* _Exercise description_:
Answer these questions from the text below on personality emergence in agents:
(a) What does role assignment create, according to the text?
(b) What do Thought-Action-Observation loops create?
(c) What measure is listed for reasoning verbosity?

* _Selected text_:

※ ※ ※

Relevance to emergence: Role assignment creates stable behavioral baselines, but agents may deviate based on experience → personality within role.
6. Key Findings for Personality Emergence
6.1 Mechanisms That Create Behavioral Divergence
Identified mechanisms:
- Sequential decision points: Thought-Action-Observation loops create choice points
- Error recovery styles: Agents develop consistent retry/backtrack/escalate patterns
- Tool preferences: Frequency and selection patterns persist across tasks
- Reflection content: What agents focus on in self-reflection shapes future behavior
- Resource management: Budget-aware behavior creates agent “personalities”
- Persona + ToM prompts: Explicit identity assignment creates differentiation
6.2 What Can Be Measured
Quantifiable behavioral traits:
- Reasoning verbosity: Mean tokens per thought
- Tool call frequency: Calls per task, per tool
- Error recovery latency: Steps before backtracking
- Reflection depth: Tokens of self-reflection
- Planning horizon: Average subgoal depth
- Coordination frequency: Messages to other agents
These can be tracked over time to identify stable patterns vs. noise.

※ ※ ※

* _Given records_:

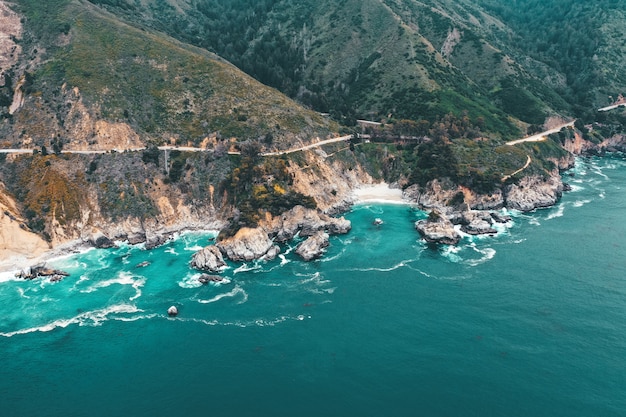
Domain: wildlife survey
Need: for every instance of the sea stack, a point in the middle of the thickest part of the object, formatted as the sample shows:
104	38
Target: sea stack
172	311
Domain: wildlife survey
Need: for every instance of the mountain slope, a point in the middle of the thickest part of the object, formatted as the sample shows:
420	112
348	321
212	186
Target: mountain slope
78	56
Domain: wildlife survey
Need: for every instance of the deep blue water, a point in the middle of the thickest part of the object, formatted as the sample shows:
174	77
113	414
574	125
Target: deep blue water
529	323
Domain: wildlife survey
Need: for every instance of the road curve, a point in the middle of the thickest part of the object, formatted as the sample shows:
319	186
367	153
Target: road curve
540	136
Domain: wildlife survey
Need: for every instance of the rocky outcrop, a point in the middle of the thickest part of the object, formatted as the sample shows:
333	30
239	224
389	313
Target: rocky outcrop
100	240
208	259
534	192
438	229
313	247
478	223
41	270
306	222
205	278
248	244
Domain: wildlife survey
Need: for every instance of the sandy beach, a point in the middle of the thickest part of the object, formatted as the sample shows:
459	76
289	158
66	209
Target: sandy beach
378	193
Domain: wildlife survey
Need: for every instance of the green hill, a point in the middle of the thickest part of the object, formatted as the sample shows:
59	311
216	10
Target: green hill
160	87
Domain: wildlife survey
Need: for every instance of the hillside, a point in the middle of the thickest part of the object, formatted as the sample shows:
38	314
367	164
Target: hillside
451	82
87	75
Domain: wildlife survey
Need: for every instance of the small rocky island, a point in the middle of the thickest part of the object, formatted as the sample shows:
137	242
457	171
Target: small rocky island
261	242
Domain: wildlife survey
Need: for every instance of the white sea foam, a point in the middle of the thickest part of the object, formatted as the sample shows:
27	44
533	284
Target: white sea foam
452	253
283	259
8	276
246	268
232	293
90	318
556	213
399	265
171	250
190	281
123	278
488	254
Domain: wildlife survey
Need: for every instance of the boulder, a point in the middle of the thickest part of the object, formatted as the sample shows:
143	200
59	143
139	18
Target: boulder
205	278
534	192
478	227
307	222
208	259
313	247
272	253
100	240
247	244
41	270
500	218
438	229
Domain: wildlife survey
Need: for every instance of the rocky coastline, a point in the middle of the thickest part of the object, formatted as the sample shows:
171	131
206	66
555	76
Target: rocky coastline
261	243
450	205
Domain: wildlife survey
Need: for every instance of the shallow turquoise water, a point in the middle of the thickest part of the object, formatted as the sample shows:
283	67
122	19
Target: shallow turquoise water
529	323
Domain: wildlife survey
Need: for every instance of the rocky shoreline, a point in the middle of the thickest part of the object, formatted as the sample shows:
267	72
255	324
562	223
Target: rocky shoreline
449	205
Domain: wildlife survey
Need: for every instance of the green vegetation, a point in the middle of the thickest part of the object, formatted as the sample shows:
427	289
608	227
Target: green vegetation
258	185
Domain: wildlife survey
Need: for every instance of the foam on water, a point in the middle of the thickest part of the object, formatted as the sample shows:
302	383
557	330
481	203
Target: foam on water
236	291
90	318
560	209
122	278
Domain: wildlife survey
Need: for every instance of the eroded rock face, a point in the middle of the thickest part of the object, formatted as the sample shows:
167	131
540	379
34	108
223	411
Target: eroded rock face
440	230
478	223
314	246
307	222
247	244
100	240
534	192
208	259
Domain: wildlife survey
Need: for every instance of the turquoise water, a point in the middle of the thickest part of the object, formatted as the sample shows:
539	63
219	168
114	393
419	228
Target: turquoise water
529	323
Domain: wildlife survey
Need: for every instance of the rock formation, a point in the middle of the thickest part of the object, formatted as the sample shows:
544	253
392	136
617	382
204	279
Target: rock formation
208	259
41	270
534	192
313	247
438	229
100	240
477	223
248	244
305	221
205	278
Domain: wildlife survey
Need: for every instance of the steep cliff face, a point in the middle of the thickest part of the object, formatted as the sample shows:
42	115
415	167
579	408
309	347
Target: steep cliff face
329	181
18	245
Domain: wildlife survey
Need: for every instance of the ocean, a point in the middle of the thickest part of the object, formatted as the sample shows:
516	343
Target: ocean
531	322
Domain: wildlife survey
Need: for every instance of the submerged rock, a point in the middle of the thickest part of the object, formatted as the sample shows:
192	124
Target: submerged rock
247	244
306	222
313	247
101	241
534	192
478	223
438	229
208	259
205	278
41	270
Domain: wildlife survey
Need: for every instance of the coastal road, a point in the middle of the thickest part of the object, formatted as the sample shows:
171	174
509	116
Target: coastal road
310	146
611	107
540	136
183	149
528	162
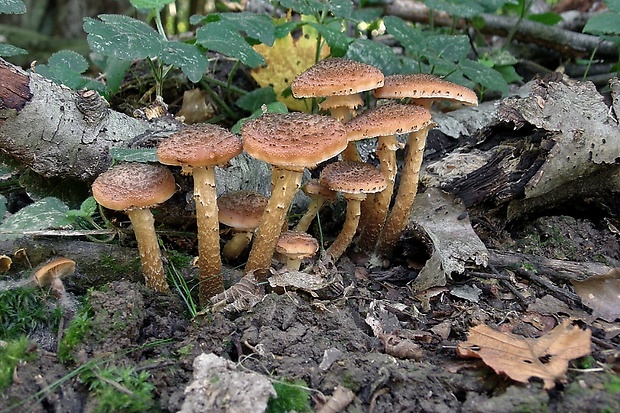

※ ※ ※

* _Output of the exercise_:
(a) Stable behavioral baselines.
(b) Choice points.
(c) Mean tokens per thought.